(Consignes)
a: Selon le passage sur L'emprise, pourquoi lit-on ce livre d'un trait ? Répondez en une à trois phrases.
b: Recopiez mot pour mot la partie du passage sur L'emprise qui s'ouvre sur les mots contenant « C'est que l'auteur » et se termine par « Etat de Droit. ».

(Texte source)
On lit d'un trait le livre de Régis Debray, L'emprise, car le style emporte le lecteur comme si, en trouvant le secret de l'articulation du continu et du discontinu, il savait persuader au risque de ne pas convaincre. L'ensemble brille d'une ingéniosité consensuelle qui ne fâchera ni les conservateurs ni les partisans prisonniers de la caverne mais qui fera douter un instant ceux qui ont la vue plus exercée. 
  C'est que l'auteur de ce qui se veut un pamphlet contre la Presse trouve rassurant le bruit de la houle (p.17) comme si le retour à intervalles réguliers d'un temps fort pouvait rassurer autre chose qu'un corps, un enfant ou un danseur. Tout est donc joué dès le début et la fin ne dira rien de plus dans le repli du sujet sur ce qui lui est propre, dans ce refus de l'héroïsme à qui Montaigne a donné des lettres de noblesse dans une époque, il est vrai, de bruit et de fureur qui n'a qu'une lointaine ressemblance avec un Etat de Droit.
  Et certes, la distinction de Nietzsche qui nous invite à scruter le devenir passé pour découvrir le rythme sombre et inquiétant de la brute humaine qu'il serait vain de vouloir transformer et les éclaircies de l'héroïsme qui travaille sur ce qui est modifiable, voilà qui donne un sens au courage, à la bravoure, au sacrifice des grands hommes de bien sans lesquels l'humanité n'existerait pas. Mais si la métaphore de la houle convient au premier aspect, au rythme de l'espèce, peut-on réduire le second à l'insignifiance de l'écume, sans le nier, sans se noyer dans le mécanisme de la force des choses qui explique tout et qui ne comprend rien? N'est-on pas en train de nous dire que Socrate est mort pour rien, que le temps agit, qu'il faut donc s'en remettre à cette houle comme à l'espoir qui maudit le présent en se confiant à ce qu'on dénonce, à la paresse d'un balancier tel un misanthrope qui renonce à sa vocation de Don Quichotte? Le héros est-il fatigué pour "décliner la querelle, passer son chemin en souriant" un peu comme La Bougie de Ponge qui va se noyer dans son alimentaire?

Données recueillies
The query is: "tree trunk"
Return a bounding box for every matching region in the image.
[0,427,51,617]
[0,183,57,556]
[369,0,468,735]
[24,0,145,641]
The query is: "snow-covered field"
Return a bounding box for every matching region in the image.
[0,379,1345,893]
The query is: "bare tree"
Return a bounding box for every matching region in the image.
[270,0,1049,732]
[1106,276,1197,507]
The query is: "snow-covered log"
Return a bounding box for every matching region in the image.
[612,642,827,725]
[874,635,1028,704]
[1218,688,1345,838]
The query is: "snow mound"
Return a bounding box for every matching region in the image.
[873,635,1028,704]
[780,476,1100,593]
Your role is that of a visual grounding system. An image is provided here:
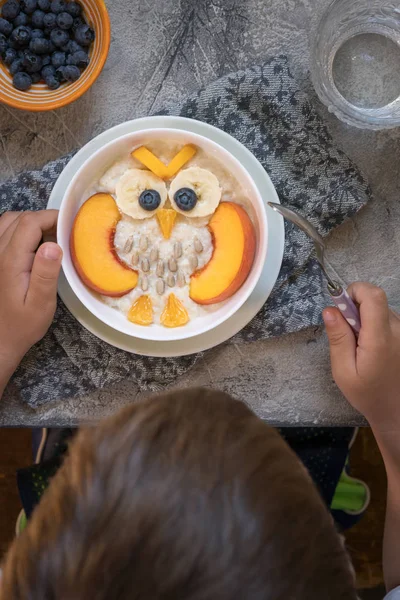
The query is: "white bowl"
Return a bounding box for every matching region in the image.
[57,129,268,342]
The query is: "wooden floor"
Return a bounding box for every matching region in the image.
[0,429,386,599]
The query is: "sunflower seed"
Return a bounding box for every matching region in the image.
[176,271,186,287]
[139,235,149,252]
[174,242,182,258]
[189,254,199,271]
[140,258,150,273]
[168,258,178,273]
[150,248,158,262]
[131,250,139,267]
[193,238,203,254]
[156,279,165,296]
[124,237,133,252]
[167,273,175,287]
[140,275,149,292]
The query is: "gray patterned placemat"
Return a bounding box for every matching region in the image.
[0,56,370,407]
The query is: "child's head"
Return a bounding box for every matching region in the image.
[1,390,356,600]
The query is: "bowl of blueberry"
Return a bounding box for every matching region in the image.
[0,0,110,111]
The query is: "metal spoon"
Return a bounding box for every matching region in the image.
[268,202,361,333]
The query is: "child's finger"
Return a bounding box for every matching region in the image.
[348,282,390,346]
[323,308,357,379]
[26,242,62,309]
[0,212,22,252]
[8,210,58,269]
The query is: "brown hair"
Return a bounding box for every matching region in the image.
[1,389,356,600]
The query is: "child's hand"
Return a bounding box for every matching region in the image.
[0,210,62,369]
[324,283,400,433]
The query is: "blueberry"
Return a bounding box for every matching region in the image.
[50,29,69,47]
[50,0,67,15]
[4,48,17,67]
[13,73,32,92]
[20,0,37,15]
[57,13,74,29]
[10,25,31,48]
[1,0,21,21]
[68,50,89,69]
[174,188,197,211]
[9,58,24,75]
[13,12,29,28]
[139,190,161,210]
[41,65,56,80]
[22,52,43,73]
[75,25,94,46]
[29,38,50,54]
[56,66,67,83]
[65,0,82,18]
[44,75,60,90]
[0,17,13,37]
[72,17,86,31]
[30,73,42,83]
[64,65,81,81]
[51,52,66,69]
[31,9,46,29]
[67,40,83,54]
[31,29,44,40]
[0,33,8,56]
[38,0,51,12]
[43,13,57,29]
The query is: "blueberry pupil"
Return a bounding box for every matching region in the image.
[139,190,161,210]
[174,188,197,210]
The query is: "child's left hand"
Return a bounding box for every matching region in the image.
[0,210,62,374]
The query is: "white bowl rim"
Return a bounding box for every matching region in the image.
[59,126,268,342]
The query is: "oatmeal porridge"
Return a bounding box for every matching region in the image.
[71,140,256,327]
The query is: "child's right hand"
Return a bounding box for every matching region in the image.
[323,283,400,433]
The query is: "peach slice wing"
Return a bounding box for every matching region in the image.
[190,202,256,304]
[70,194,138,297]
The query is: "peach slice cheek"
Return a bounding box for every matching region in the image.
[70,194,138,297]
[190,202,256,304]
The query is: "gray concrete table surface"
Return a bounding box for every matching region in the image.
[0,0,400,426]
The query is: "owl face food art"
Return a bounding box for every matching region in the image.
[70,140,256,327]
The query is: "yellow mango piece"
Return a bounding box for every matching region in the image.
[167,144,197,179]
[160,294,189,327]
[132,146,168,179]
[156,208,178,240]
[128,295,153,325]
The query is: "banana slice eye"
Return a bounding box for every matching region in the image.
[168,167,222,217]
[174,188,197,212]
[116,169,168,219]
[139,190,161,211]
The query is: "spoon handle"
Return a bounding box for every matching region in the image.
[331,290,361,333]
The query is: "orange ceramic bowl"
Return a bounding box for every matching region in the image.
[0,0,110,112]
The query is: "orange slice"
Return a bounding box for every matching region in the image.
[128,295,153,325]
[160,294,189,327]
[132,146,168,179]
[167,144,197,179]
[156,208,178,240]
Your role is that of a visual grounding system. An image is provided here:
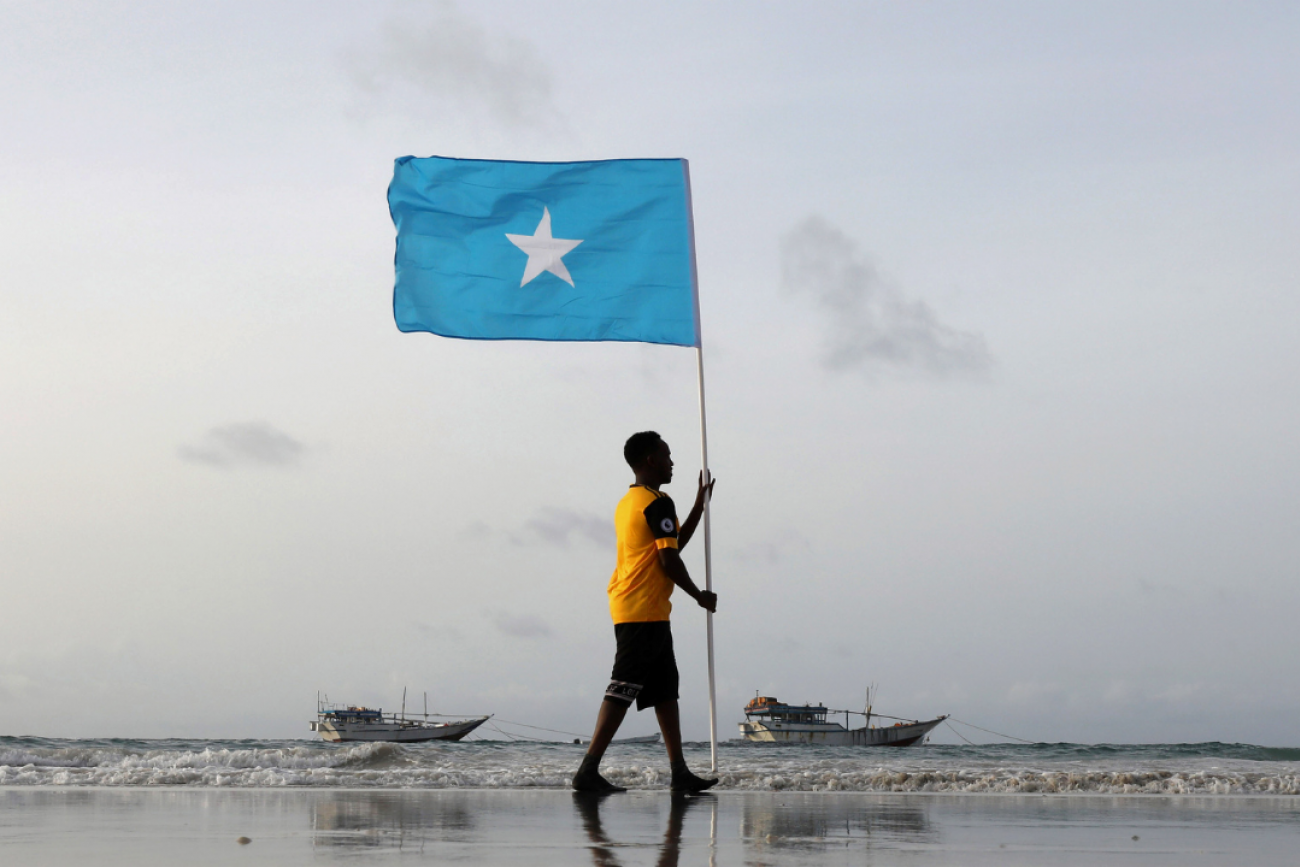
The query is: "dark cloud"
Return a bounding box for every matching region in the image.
[350,3,559,126]
[781,217,992,376]
[515,507,614,549]
[491,611,551,638]
[731,530,813,565]
[177,421,307,468]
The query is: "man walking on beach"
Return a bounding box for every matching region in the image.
[573,430,718,793]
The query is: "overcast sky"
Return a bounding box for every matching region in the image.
[0,0,1300,746]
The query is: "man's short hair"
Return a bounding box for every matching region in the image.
[623,430,663,469]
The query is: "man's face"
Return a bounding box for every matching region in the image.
[646,441,672,485]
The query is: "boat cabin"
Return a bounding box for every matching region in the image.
[745,695,827,725]
[321,707,384,723]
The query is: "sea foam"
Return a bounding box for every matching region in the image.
[0,738,1300,796]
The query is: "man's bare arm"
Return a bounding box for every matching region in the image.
[659,549,718,614]
[677,471,718,549]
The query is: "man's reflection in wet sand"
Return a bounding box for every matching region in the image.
[573,792,718,867]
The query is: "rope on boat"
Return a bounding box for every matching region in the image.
[944,720,979,746]
[946,716,1037,746]
[493,718,592,740]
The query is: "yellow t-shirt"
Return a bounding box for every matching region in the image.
[608,485,681,623]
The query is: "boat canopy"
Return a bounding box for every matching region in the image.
[745,695,827,723]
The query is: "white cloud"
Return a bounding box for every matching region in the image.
[781,217,992,376]
[177,421,307,468]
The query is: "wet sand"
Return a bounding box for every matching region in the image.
[0,788,1300,867]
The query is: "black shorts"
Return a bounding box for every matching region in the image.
[605,620,677,711]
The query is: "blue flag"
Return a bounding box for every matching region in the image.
[389,156,698,346]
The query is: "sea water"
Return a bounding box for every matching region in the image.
[0,737,1300,796]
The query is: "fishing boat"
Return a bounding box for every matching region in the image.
[311,690,491,744]
[740,692,948,746]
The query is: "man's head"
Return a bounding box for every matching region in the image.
[623,430,672,486]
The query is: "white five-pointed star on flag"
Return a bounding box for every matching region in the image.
[506,208,582,287]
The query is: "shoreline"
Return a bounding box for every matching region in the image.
[0,786,1300,867]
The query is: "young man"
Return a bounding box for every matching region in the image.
[573,430,718,793]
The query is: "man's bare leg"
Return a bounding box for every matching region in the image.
[573,701,628,794]
[654,699,718,793]
[654,699,681,764]
[586,702,629,762]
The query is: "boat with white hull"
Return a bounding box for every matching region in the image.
[740,695,948,746]
[311,693,491,744]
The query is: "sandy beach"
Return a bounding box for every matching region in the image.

(Corrigé par consigne)
a: Parce que le style emporte le lecteur, comme si l'auteur, ayant trouvé le secret de l'articulation du continu et du discontinu, savait persuader au risque de ne pas convaincre.

b:
C'est que l'auteur de ce qui se veut un pamphlet contre la Presse trouve rassurant le bruit de la houle (p.17) comme si le retour à intervalles réguliers d'un temps fort pouvait rassurer autre chose qu'un corps, un enfant ou un danseur. Tout est donc joué dès le début et la fin ne dira rien de plus dans le repli du sujet sur ce qui lui est propre, dans ce refus de l'héroïsme à qui Montaigne a donné des lettres de noblesse dans une époque, il est vrai, de bruit et de fureur qui n'a qu'une lointaine ressemblance avec un Etat de Droit.